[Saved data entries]
▼

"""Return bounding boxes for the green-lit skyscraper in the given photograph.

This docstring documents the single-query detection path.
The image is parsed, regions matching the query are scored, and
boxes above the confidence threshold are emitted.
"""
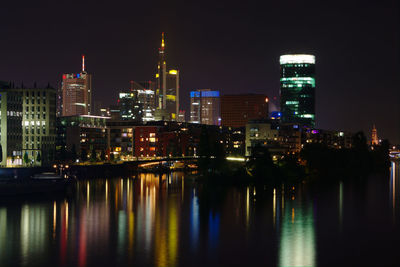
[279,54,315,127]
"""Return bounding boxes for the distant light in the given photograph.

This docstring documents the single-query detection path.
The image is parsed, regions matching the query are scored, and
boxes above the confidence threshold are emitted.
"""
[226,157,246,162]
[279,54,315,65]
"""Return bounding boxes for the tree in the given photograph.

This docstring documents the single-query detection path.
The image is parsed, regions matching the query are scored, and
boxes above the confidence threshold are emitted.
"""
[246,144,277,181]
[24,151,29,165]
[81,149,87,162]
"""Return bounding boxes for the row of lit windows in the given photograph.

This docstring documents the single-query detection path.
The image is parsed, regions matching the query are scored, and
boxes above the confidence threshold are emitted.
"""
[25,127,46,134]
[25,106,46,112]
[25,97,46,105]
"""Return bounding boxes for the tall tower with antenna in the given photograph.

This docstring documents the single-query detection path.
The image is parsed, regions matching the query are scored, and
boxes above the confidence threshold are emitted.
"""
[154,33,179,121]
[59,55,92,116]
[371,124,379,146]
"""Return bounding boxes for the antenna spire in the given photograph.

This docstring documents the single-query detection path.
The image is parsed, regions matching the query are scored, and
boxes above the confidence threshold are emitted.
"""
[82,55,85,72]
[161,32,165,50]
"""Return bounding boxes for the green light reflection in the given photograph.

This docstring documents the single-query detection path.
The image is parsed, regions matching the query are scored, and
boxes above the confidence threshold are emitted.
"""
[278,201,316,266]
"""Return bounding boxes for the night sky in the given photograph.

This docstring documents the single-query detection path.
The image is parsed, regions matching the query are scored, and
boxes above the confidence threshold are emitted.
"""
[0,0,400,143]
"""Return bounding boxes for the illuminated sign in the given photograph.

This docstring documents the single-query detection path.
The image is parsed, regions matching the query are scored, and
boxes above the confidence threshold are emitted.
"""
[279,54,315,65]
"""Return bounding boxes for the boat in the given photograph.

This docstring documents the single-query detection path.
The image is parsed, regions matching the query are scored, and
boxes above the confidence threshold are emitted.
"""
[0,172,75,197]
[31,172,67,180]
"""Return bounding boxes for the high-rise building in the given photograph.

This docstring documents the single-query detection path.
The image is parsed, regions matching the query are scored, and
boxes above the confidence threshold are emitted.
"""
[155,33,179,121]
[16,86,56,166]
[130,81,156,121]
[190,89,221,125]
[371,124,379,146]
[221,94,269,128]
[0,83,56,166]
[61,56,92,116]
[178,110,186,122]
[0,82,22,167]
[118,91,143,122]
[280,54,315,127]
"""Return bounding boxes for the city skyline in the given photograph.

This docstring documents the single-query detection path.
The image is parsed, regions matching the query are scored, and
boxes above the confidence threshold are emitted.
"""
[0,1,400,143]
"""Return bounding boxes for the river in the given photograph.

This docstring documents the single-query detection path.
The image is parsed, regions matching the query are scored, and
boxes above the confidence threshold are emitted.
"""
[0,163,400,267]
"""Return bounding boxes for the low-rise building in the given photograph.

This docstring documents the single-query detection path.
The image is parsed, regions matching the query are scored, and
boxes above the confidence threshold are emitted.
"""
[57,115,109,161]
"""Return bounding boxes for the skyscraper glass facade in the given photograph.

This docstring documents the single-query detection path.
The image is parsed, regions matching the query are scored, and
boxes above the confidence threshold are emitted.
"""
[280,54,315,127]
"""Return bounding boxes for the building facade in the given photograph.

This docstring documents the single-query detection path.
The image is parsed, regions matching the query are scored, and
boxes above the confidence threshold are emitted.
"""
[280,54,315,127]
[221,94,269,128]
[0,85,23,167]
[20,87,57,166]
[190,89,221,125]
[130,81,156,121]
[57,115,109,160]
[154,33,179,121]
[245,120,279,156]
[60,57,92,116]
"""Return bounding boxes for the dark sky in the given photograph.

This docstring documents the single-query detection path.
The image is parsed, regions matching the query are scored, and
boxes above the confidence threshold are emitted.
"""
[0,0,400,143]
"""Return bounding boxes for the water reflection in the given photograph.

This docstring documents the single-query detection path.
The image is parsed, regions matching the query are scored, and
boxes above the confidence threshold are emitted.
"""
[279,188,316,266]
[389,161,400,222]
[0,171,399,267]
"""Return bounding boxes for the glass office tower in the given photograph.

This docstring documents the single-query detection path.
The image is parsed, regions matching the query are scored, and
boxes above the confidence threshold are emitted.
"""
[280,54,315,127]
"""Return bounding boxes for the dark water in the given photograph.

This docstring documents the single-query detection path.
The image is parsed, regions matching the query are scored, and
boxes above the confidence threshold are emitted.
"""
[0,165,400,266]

▲

● DESCRIPTION OF THE TASK
Reproduce the stretch of the material from the line containing "water reflection in the given photograph." through the end of the material, requests included. Scale every bounding box coordinate by 2.25 and round it to a whole number, halves up.

● REPLY TO THE EXERCISE
"""Return bounding boxes for the water reflection in the given photograph.

This docstring documents the single-query detection path.
The image is parsed, regions matching the query are scored, and
boxes above the confidence threshold are emitted.
"""
[628,423,711,599]
[875,362,900,500]
[0,385,898,601]
"""Return bounding boxes for the glass office tower in the given photograph.

This docstring documents the single-query detection path.
The image is parsed, regions matching the query are scored, and
boxes above the confidence threshold are emitted.
"""
[630,122,709,286]
"""Return bounding boxes for the dark water in the given photograph.

This docstring documents the single-query detection path.
The image is parsed, regions matching the query are scored, and
boxes above the confidence threshold are emitted.
"""
[0,371,900,599]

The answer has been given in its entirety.